◆ PROBLEM A ◆
According to the post about slow open and chdir calls, how long did those calls take to complete during testing?

-- Begin TEXT SEGMENT --

2009-02-16 08:29:57

by Carsten Aulbert

[permalink] [raw]
Subject: Tracing down 250ms open/chdir calls

Hi all,

sorry in advance for this vague subject and also the vague email, I'm
trying my best to summarize the problem:

On our large cluster we sometimes encounter the problem that our main
scheduling processes are often in state D and in the end not capable
anymore of pushing work to the cluster.

The head nodes are 8 core boxes with Xeon CPUs and equipped with 16 GB
of memory, when certain types of jobs are running we see system loads of
about 20-30 which might go up to 80-100 from time to time. Looking at
the individual cores they are mostly busy with system tasks (e.g. htop
shows 'red' bars).

stat -tt -c showed that several system calls of the scheduler take a
long time to complete, most notably open and chdir which took between
180 and 230ms to complete (during our testing). Since most of these open
and chdir are via NFSv3 I'm including that list as well. The NFS servers
are Sun Fire X4500 boxes running Solaris 10u5 right now.

-- End TEXT SEGMENT --
-- Begin GIVEN DATA --

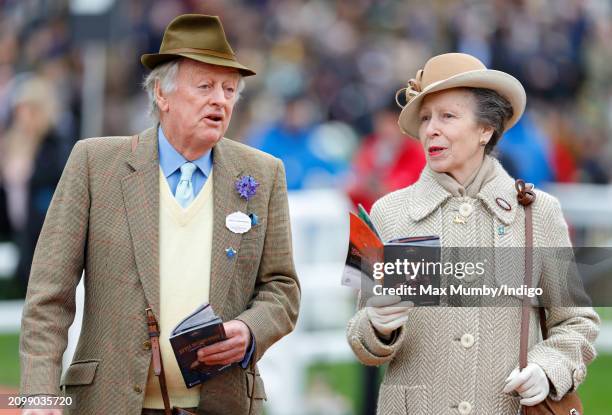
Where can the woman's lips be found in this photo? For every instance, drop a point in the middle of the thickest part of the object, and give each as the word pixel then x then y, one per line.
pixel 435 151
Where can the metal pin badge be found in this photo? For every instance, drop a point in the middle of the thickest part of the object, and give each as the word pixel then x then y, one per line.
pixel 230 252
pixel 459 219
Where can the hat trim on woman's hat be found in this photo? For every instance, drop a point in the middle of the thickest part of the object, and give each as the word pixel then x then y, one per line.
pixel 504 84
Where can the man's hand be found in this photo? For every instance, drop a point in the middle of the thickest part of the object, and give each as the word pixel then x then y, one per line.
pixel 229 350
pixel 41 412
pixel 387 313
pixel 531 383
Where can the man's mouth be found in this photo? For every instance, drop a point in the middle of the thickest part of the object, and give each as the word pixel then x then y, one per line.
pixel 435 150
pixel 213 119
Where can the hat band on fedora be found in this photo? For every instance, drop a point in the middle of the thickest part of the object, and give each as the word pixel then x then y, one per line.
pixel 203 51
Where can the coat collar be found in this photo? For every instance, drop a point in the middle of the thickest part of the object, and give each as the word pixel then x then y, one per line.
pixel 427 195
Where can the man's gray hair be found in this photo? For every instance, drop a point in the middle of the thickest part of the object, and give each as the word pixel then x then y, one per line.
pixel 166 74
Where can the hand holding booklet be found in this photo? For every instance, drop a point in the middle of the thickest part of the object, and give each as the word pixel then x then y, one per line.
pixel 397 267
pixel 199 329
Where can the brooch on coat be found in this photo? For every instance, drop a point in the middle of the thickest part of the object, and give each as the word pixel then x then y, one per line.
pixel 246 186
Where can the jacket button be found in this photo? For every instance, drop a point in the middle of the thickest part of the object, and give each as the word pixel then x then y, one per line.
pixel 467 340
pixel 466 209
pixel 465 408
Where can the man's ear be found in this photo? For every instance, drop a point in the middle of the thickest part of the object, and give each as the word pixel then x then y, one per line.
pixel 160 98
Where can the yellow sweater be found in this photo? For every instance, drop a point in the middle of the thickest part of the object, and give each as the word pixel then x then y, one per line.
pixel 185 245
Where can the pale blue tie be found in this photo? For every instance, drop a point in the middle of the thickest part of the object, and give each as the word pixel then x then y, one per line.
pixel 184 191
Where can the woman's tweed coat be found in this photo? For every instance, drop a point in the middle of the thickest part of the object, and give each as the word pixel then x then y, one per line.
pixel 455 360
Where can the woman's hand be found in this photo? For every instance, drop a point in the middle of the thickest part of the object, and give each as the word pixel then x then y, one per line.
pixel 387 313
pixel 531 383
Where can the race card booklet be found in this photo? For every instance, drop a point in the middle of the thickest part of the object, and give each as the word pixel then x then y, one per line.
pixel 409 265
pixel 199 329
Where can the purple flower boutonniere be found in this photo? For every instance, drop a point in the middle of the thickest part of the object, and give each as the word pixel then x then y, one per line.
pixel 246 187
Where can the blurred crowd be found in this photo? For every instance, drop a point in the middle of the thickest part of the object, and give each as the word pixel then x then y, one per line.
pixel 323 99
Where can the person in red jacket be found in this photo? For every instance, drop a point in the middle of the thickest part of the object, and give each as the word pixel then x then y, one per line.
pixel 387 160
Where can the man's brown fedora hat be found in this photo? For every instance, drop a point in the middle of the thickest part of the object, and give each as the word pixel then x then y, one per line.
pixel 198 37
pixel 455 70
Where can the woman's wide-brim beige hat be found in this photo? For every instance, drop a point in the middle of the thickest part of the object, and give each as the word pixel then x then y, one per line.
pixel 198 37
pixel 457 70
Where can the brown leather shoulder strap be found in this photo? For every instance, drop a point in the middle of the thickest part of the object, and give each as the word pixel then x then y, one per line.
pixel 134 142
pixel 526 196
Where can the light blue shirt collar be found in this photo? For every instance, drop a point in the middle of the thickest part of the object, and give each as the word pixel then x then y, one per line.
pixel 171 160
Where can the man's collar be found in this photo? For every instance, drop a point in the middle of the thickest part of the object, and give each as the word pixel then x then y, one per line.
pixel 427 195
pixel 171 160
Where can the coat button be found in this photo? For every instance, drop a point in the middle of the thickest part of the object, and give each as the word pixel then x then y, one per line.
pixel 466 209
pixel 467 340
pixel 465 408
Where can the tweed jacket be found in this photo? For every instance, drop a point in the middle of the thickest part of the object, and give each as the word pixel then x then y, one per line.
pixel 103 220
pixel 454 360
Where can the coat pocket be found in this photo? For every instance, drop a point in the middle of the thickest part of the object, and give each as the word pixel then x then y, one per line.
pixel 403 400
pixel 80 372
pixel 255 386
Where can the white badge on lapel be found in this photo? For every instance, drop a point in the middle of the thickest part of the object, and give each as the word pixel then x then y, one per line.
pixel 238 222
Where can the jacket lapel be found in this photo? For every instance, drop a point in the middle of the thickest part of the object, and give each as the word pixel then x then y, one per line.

-- End GIVEN DATA --

◆ PROBLEM B ◆
In the entries, convert the lines from the line containing "Where can the man's mouth" up to and including the line containing "pixel 213 119" into a Markdown table with the columns Row and Line. Number the rows and omit blank lines.

◆ WRITTEN REPLY A ◆
Between 180 and 230 ms.

◆ WRITTEN REPLY B ◆
| Row | Line |
|---|---|
| 1 | Where can the man's mouth be found in this photo? For every instance, drop a point in the middle of the thickest part of the object, and give each as the word pixel then x then y, one per line. |
| 2 | pixel 435 150 |
| 3 | pixel 213 119 |